:: PROVIDED DATA

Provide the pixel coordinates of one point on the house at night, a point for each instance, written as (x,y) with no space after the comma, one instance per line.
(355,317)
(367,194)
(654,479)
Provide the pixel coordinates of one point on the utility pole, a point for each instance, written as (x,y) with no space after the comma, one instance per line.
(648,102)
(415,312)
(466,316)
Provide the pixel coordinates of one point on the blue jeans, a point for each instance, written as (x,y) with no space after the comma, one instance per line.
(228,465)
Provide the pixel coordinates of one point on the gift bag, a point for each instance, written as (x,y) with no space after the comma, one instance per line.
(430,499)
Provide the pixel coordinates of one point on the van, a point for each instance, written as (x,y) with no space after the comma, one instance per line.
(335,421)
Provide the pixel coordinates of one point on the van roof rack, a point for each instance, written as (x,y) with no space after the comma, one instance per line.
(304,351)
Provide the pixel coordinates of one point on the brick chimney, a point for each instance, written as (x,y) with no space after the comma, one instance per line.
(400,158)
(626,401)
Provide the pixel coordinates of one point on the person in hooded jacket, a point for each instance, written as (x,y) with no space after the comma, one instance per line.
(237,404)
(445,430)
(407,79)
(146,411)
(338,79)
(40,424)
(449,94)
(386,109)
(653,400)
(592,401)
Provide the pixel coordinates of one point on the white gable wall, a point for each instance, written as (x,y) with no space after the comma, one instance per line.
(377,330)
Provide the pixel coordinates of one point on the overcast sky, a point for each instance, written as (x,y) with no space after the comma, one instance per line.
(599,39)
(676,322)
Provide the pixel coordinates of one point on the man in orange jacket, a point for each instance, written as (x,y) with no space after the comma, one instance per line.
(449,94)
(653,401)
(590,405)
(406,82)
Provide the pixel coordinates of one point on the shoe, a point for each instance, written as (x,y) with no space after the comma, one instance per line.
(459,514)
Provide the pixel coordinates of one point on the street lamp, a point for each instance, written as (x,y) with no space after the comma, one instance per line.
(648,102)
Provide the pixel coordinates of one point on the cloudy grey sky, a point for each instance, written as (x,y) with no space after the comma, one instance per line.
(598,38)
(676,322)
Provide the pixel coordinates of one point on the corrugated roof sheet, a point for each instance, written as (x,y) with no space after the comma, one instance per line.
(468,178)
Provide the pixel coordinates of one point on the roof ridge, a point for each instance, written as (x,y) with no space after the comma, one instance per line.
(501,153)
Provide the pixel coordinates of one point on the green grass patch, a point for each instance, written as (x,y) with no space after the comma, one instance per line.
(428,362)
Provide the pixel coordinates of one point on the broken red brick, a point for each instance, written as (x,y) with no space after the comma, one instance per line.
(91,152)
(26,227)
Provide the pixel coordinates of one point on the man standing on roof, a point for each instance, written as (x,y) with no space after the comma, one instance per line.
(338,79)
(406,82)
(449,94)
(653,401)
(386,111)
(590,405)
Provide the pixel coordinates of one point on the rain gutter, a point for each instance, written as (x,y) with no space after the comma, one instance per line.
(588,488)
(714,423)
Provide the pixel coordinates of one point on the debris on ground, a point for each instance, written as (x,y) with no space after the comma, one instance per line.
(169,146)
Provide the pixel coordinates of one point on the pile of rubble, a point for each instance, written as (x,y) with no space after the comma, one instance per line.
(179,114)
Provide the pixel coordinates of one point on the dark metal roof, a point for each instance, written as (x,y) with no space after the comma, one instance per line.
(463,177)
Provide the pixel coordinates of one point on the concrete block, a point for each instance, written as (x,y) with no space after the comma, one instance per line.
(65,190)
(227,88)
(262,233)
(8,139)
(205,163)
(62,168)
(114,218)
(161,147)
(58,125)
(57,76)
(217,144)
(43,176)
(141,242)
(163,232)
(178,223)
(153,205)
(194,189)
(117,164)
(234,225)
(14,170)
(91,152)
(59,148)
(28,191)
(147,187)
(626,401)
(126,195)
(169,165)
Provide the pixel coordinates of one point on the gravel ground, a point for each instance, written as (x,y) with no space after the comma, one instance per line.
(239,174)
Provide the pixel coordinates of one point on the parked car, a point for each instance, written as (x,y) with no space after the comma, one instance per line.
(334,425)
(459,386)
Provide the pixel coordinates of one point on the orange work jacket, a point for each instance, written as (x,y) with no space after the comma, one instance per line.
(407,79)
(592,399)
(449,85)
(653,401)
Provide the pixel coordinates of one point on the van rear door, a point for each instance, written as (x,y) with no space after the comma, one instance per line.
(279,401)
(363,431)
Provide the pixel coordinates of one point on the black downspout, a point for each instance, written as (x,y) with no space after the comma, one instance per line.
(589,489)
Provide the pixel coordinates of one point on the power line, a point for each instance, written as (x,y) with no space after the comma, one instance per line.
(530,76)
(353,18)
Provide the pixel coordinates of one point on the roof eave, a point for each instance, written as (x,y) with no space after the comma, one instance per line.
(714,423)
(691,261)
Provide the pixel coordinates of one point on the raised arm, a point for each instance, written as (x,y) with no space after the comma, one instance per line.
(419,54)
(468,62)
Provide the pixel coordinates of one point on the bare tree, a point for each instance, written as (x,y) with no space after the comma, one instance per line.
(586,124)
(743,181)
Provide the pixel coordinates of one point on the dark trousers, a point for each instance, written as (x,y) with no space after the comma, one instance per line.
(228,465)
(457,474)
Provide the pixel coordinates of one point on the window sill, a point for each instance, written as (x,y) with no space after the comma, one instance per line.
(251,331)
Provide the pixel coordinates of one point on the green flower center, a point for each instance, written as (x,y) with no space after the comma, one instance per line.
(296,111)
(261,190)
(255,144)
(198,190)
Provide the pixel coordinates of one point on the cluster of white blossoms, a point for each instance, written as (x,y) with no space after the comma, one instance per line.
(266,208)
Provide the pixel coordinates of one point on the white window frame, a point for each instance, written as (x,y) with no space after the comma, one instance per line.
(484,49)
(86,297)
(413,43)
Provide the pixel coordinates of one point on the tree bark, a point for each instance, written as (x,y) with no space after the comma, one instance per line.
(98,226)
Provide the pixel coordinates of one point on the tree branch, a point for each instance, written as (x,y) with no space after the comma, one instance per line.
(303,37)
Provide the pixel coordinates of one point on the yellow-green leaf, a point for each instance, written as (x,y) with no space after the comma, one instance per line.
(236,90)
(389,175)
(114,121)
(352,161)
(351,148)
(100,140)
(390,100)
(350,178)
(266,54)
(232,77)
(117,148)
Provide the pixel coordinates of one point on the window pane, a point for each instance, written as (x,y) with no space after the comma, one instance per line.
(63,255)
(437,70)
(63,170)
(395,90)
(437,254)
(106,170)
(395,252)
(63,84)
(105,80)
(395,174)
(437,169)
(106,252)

::::

• **TASK TO CARRY OUT**: Write out every entry again, keeping each line exactly the same.

• **SOLUTION FOR THIS TASK**:
Provide the pixel coordinates of one point on the house at night, a point for each instance, written as (x,y) with no space after the comma, one instance per line.
(355,317)
(367,194)
(654,479)
Provide the pixel coordinates of one point on the utility pole, a point for each instance, written as (x,y) with no space after the comma, one instance per line.
(648,102)
(415,312)
(466,316)
Provide the pixel coordinates of one point on the blue jeans, a point for each instance, written as (x,y) with no space after the comma, one instance per line.
(228,465)
Provide the pixel coordinates of one point on the gift bag, a point for each instance, written as (x,y) with no space after the comma, one instance per line.
(430,499)
Provide the pixel coordinates of one point on the van, a point for each instance, written as (x,y) with no space after the comma, one instance per line.
(335,421)
Provide the pixel coordinates of one point on the van roof rack, a point for each instance, written as (x,y) with no space after the comma, one instance per line.
(304,351)
Provide the pixel coordinates of one point on the brick chimney, a point for each instance, written as (x,y) with no space after the comma, one instance per line.
(400,158)
(626,401)
Provide the pixel coordinates of one point on the person in hooded jacket, a point for each instance, written as (x,y) with no space after the comma, one instance per line.
(237,404)
(445,430)
(407,79)
(146,411)
(338,79)
(40,424)
(449,94)
(386,109)
(653,400)
(592,401)
Provide the pixel coordinates of one point on the white gable wall, a point for each instance, written as (x,y) with no space after the comma, one instance per line.
(377,330)
Provide the pixel coordinates of one point on the overcast sky, a point for each instance, written as (x,y) with no space after the comma, one instance per line.
(599,39)
(676,322)
Provide the pixel coordinates of one point on the man in orange jacket, a point for each instance, written as (x,y) with no space after the comma, one instance per line.
(449,94)
(653,401)
(590,405)
(406,82)
Provide the pixel coordinates of one point on the shoe, a point for each instance, written as (x,y) with no space after the comma, one instance per line.
(459,514)
Provide the pixel coordinates of one point on the street lamp, a point for each instance, written as (x,y) with no space after the comma, one instance per line.
(648,102)
Provide the pixel coordinates of one point on the cloudy grey sky, a point for each instance, written as (x,y) with no space after the comma, one instance per line.
(598,38)
(676,322)
Provide the pixel coordinates of one point on the corrugated roof sheet, a point for each instance, written as (x,y) with no space after the comma, one instance per line.
(468,178)
Provide the pixel coordinates of one point on the roof ridge, a point for each instance, written as (x,y) with no space after the comma, one instance per line.
(501,153)
Provide the pixel coordinates of one point on the green grass patch, a point for each instance, written as (x,y) with no space after the comma, one instance per line.
(428,362)
Provide the pixel coordinates of one point on the broken red brick, a point for each instance, written as (x,y) with no space after the comma, one instance per line.
(91,152)
(26,227)
Provide the pixel coordinates of one point on the man standing on roof, a point for each instance, written as (x,y) with no space after the comma, one instance per line.
(338,79)
(406,82)
(449,94)
(653,401)
(386,111)
(590,405)
Provide the pixel coordinates of one point on the rain gutter, a point for each instance, written as (x,y) with no space after the comma, one instance per line.
(588,488)
(714,423)
Provide the pixel coordinates of one point on the debris on ground, a point for each instance, written as (x,y) with no space after the comma, one instance per line.
(169,146)
Provide the pixel coordinates of one point on the pile of rubble, a point for each instance, written as (x,y) with no space after the comma, one instance per line.
(179,114)
Provide the pixel coordinates of one point on the dark metal roof, a point for each instance, written as (x,y) with no space after the comma, one instance per line.
(463,177)
Provide the pixel coordinates of one point on the concrete block, a point for each instance, written as (x,y) with no space after the comma, one instance per line.
(65,190)
(227,88)
(262,233)
(8,139)
(205,163)
(62,168)
(114,218)
(161,147)
(58,125)
(57,76)
(217,144)
(43,176)
(141,242)
(163,232)
(178,223)
(153,205)
(194,189)
(117,164)
(234,225)
(14,170)
(91,152)
(59,148)
(28,191)
(147,187)
(626,401)
(126,195)
(169,165)
Provide the pixel coordinates of one point on the gravel ground, a point for each instance, written as (x,y) with no space after the comma, one instance per line.
(239,174)
Provide the pixel coordinates of one point on the parked car, a point for each instance, written as (x,y) with no space after the comma, one instance per line.
(334,425)
(459,386)
Provide the pixel coordinates of one point on the orange work jacket, a point for each instance, written as (x,y) with no space after the comma, one instance per line.
(407,79)
(592,399)
(449,85)
(653,401)
Provide the pixel coordinates of one point on the van rear door, a point for each instance, written as (x,y) with no space after the comma, one instance per line.
(279,401)
(363,431)
Provide the pixel coordinates of one point on the black downspout, a point for each instance, written as (x,y) with no space after the comma, one instance per line.
(589,489)
Provide the pixel coordinates of one point on the power line, a point for each instance, written as (x,y) with no space after the comma, one instance per line.
(530,76)
(353,18)
Provide the pixel coordinates of one point on the roof eave, a point for each instance, written as (x,y) with no space after the comma, one instance per line.
(714,423)
(691,261)
Provide the pixel coordinates of one point on the raised arm, a point for each instance, written as (x,y) with no space after the comma, one instance per line.
(419,54)
(468,62)
Provide the pixel coordinates of one point on the bare tree, a point for each instance, written as (x,y) with no space after the comma, one instance per line.
(586,124)
(743,181)
Provide the pixel coordinates of one point on the dark trousers, a point for each instance, written as (x,y) with no space after the comma, one instance per line.
(228,465)
(457,474)
Provide the pixel coordinates of one point on the window sill, a point for each instance, written as (x,y) with no space after the comma, one instance per line.
(251,331)
Provide the pixel coordinates of one point on the green flower center, a point for each instance, written as (x,y) with no space after the comma, one instance per line.
(296,111)
(261,190)
(255,144)
(198,190)
Provide the pixel coordinates of one point on the cluster of white blossoms, a point for each instance, written as (x,y) with no space after the comma, one instance per line.
(266,208)
Provide the pixel coordinates of one point on the white window frame, a point for each instance, written as (x,y) with no space after the comma, one instance per line.
(484,49)
(86,297)
(413,43)
Provide the pixel coordinates of one point on the tree bark, a point for each instance, written as (x,y) with no space after the comma, one instance per line.
(98,226)
Provide the pixel coordinates of one point on the tree branch, a point for each instance, written as (x,y) with no space after the comma, one instance per line.
(303,37)
Provide the pixel coordinates of one point on the yellow-green leaf, a point for each instance, written as (x,y) with no space after the comma, one instance per line.
(236,90)
(389,175)
(114,121)
(352,161)
(351,148)
(100,140)
(390,100)
(350,178)
(266,54)
(232,77)
(117,148)
Provide the pixel coordinates of one point on the window pane, a point for each instance, written as (x,y) with no space after the comma, one instance per line.
(63,255)
(437,70)
(63,170)
(395,90)
(437,254)
(106,170)
(395,252)
(63,84)
(105,80)
(395,174)
(437,169)
(106,252)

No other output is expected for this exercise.